Source records
◆ ◆ ◆ ◆

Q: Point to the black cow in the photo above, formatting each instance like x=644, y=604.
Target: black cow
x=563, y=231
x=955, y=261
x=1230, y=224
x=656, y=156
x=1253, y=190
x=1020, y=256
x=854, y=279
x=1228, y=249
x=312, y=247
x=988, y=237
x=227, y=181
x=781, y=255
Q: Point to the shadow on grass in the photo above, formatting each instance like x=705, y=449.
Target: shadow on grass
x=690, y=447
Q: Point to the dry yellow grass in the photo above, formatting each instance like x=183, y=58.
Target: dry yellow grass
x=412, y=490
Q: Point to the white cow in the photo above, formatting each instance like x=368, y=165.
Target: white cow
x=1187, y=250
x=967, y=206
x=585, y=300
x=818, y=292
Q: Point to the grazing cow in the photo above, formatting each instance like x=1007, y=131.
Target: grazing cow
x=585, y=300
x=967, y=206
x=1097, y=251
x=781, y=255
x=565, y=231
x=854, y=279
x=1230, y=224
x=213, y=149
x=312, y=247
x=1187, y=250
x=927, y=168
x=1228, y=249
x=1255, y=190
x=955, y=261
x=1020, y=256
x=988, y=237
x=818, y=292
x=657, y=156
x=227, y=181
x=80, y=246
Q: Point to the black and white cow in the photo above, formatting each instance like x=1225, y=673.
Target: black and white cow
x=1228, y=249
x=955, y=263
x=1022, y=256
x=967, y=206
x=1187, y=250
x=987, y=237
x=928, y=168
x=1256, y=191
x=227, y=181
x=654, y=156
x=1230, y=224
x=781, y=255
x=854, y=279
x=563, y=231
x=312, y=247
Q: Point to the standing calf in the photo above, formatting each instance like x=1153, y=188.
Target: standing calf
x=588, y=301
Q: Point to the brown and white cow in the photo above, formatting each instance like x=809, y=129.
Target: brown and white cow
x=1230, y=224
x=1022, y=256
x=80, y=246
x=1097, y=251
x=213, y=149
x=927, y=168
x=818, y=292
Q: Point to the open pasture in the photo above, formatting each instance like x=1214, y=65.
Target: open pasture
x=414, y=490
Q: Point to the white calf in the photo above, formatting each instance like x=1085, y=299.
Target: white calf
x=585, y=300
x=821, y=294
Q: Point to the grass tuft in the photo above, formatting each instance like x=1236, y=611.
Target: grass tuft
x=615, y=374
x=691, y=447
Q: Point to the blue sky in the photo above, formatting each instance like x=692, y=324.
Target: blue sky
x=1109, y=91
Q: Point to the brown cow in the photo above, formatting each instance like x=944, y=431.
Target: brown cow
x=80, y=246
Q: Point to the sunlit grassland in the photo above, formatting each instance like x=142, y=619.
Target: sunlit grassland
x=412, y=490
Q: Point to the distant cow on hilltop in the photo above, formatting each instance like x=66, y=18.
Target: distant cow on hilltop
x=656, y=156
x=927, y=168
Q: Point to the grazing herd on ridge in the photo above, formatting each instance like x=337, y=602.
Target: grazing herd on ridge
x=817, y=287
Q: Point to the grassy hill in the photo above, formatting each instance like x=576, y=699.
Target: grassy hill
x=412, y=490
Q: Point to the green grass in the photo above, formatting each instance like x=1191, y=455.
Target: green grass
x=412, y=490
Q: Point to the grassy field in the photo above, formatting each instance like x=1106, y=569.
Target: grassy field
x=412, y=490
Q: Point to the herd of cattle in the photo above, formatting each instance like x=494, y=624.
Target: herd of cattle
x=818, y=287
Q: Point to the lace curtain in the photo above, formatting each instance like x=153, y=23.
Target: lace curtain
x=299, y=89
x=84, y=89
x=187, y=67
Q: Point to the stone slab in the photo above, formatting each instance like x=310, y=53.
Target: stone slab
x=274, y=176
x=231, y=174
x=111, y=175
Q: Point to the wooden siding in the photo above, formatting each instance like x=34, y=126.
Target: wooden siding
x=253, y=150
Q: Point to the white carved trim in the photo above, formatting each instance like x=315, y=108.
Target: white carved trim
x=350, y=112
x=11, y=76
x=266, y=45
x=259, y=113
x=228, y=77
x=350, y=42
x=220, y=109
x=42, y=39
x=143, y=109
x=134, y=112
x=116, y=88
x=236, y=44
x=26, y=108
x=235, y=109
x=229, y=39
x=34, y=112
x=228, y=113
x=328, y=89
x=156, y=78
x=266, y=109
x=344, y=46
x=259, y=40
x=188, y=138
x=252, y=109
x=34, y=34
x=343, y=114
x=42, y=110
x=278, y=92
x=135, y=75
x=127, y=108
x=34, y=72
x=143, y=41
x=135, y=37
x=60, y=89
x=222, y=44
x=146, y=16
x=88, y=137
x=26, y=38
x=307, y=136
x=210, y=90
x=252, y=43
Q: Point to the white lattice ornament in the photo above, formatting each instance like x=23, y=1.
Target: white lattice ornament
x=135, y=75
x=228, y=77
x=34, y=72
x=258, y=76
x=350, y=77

◆ ◆ ◆ ◆

Express every line of the items above as a JSON array of strings, one string per line, omitting blank lines.

[
  "Q: Point to the black cow in the photo above, formatting each instance like x=644, y=604.",
  "Target: black cow",
  "x=563, y=231",
  "x=955, y=261",
  "x=1230, y=224",
  "x=656, y=156",
  "x=1253, y=190",
  "x=1020, y=256",
  "x=854, y=279",
  "x=1228, y=249",
  "x=312, y=247",
  "x=988, y=237",
  "x=227, y=181",
  "x=781, y=255",
  "Q: Point to the shadow on grass in the photo above, formatting each instance like x=705, y=449.",
  "Target: shadow on grass",
  "x=690, y=447",
  "Q: Point to the dry yellow grass in the photo above, formatting each instance like x=183, y=58.",
  "Target: dry yellow grass",
  "x=412, y=490",
  "Q: Point to the white cow in the photo above, formatting each instance like x=368, y=165.",
  "Target: white cow",
  "x=1187, y=250",
  "x=967, y=206",
  "x=585, y=300",
  "x=818, y=292",
  "Q: Point to the grazing cow in the photo above, formatting each instance like x=1007, y=131.",
  "Target: grazing cow",
  "x=585, y=300",
  "x=967, y=206",
  "x=1097, y=251",
  "x=781, y=255",
  "x=565, y=231",
  "x=854, y=279",
  "x=1230, y=224",
  "x=213, y=149",
  "x=312, y=247",
  "x=1187, y=250",
  "x=927, y=168",
  "x=1228, y=249",
  "x=1255, y=190",
  "x=955, y=261",
  "x=1020, y=256",
  "x=988, y=237",
  "x=818, y=292",
  "x=657, y=156",
  "x=227, y=181",
  "x=80, y=246",
  "Q: Point to the black and white cow in the photo above, formatting each instance like x=1225, y=673.",
  "Target: black and white cow",
  "x=1228, y=249",
  "x=955, y=263",
  "x=1022, y=256",
  "x=967, y=206",
  "x=1187, y=250",
  "x=987, y=237",
  "x=928, y=168",
  "x=1256, y=191",
  "x=227, y=181",
  "x=654, y=156",
  "x=1230, y=224",
  "x=781, y=255",
  "x=854, y=279",
  "x=563, y=231",
  "x=312, y=247",
  "Q: Point to the standing calf in the photo above, formatting each instance like x=1153, y=188.",
  "Target: standing calf",
  "x=588, y=301",
  "Q: Point to the brown and white cow in the photo above, formatting each instance like x=809, y=129.",
  "Target: brown and white cow",
  "x=1230, y=224",
  "x=1022, y=256",
  "x=80, y=246",
  "x=1097, y=251",
  "x=213, y=149",
  "x=927, y=168",
  "x=818, y=292",
  "Q: Point to the open pasture in the photo above, formatting each instance like x=1214, y=65.",
  "Target: open pasture",
  "x=414, y=490",
  "Q: Point to the white calf in the photo above, formatting each instance like x=1085, y=299.",
  "Target: white calf",
  "x=585, y=300",
  "x=821, y=294",
  "Q: Point to the grass tuft in the photo above, formatting each instance like x=1236, y=611.",
  "Target: grass tuft",
  "x=615, y=374",
  "x=691, y=447",
  "Q: Point to the blue sky in the photo above, formatting each instance like x=692, y=324.",
  "Target: blue sky",
  "x=1109, y=91",
  "Q: Point to the brown cow in the photo above, formatting each instance like x=944, y=431.",
  "Target: brown cow",
  "x=80, y=246",
  "Q: Point to the sunlit grassland in the photo above, formatting each instance like x=142, y=619.",
  "Target: sunlit grassland",
  "x=412, y=490",
  "Q: Point to the distant cow on hilltop in the photo above, formatting each instance like x=66, y=18.",
  "Target: distant cow on hilltop",
  "x=656, y=156",
  "x=927, y=168",
  "Q: Point to the grazing herd on ridge in the photo above, formatting each instance like x=337, y=602.",
  "Target: grazing herd on ridge",
  "x=817, y=287",
  "Q: Point to the grassy hill in the photo above, formatting each instance like x=576, y=699.",
  "Target: grassy hill",
  "x=412, y=490",
  "Q: Point to the green grass in the photo above, formatting each instance like x=1191, y=455.",
  "Target: green grass",
  "x=412, y=490",
  "Q: Point to the grassy field in the photo above, formatting each instance like x=1106, y=569.",
  "Target: grassy field",
  "x=412, y=490",
  "Q: Point to the herd of cattle in the photo above, formatting each instance like x=494, y=624.",
  "Target: herd of cattle",
  "x=818, y=287",
  "Q: Point to the lace curtain in the photo above, formatting each instance like x=153, y=23.",
  "Target: lace curtain",
  "x=299, y=89",
  "x=84, y=89",
  "x=187, y=67",
  "Q: Point to the stone slab in the photo above, formatting each instance like x=310, y=53.",
  "Target: stone slab",
  "x=274, y=176",
  "x=231, y=174",
  "x=111, y=175",
  "Q: Point to the wooden siding in the photo above, formatting each instance like x=34, y=126.",
  "Target: wooden siding",
  "x=253, y=150",
  "Q: Point to the white carved trim in the photo above, formatting each instance like x=315, y=108.",
  "Target: white carved trim",
  "x=350, y=112",
  "x=11, y=76",
  "x=266, y=45",
  "x=259, y=113",
  "x=228, y=77",
  "x=350, y=42",
  "x=220, y=109",
  "x=42, y=39",
  "x=143, y=109",
  "x=134, y=112",
  "x=116, y=88",
  "x=236, y=44",
  "x=26, y=108",
  "x=235, y=109",
  "x=229, y=39",
  "x=34, y=112",
  "x=228, y=113",
  "x=328, y=89",
  "x=156, y=78",
  "x=266, y=109",
  "x=344, y=46",
  "x=259, y=40",
  "x=188, y=138",
  "x=252, y=109",
  "x=34, y=34",
  "x=343, y=114",
  "x=42, y=110",
  "x=278, y=92",
  "x=135, y=75",
  "x=127, y=108",
  "x=34, y=72",
  "x=143, y=41",
  "x=135, y=37",
  "x=60, y=89",
  "x=222, y=44",
  "x=146, y=16",
  "x=88, y=137",
  "x=26, y=38",
  "x=307, y=136",
  "x=210, y=90",
  "x=252, y=43",
  "Q: Point to the white lattice ornament in the photo above, formatting each instance like x=23, y=1.",
  "Target: white lattice ornament",
  "x=135, y=75",
  "x=228, y=77",
  "x=34, y=72",
  "x=258, y=76",
  "x=350, y=77"
]